RECORD SET Start Marker

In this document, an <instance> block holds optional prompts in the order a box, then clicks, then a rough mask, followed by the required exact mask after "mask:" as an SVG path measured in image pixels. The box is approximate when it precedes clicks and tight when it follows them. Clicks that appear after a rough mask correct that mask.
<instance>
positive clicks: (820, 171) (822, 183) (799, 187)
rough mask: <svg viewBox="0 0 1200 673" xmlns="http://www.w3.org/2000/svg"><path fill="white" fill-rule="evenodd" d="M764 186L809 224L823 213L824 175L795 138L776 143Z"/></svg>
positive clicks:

RECORD SET End Marker

TRY IT:
The lines from the one holding "rough mask: <svg" to the last line of the entries, both included: retype them exactly and give nothing else.

ANSWER TO THIS TASK:
rough mask: <svg viewBox="0 0 1200 673" xmlns="http://www.w3.org/2000/svg"><path fill="white" fill-rule="evenodd" d="M764 186L809 224L823 213L824 175L795 138L776 143Z"/></svg>
positive clicks:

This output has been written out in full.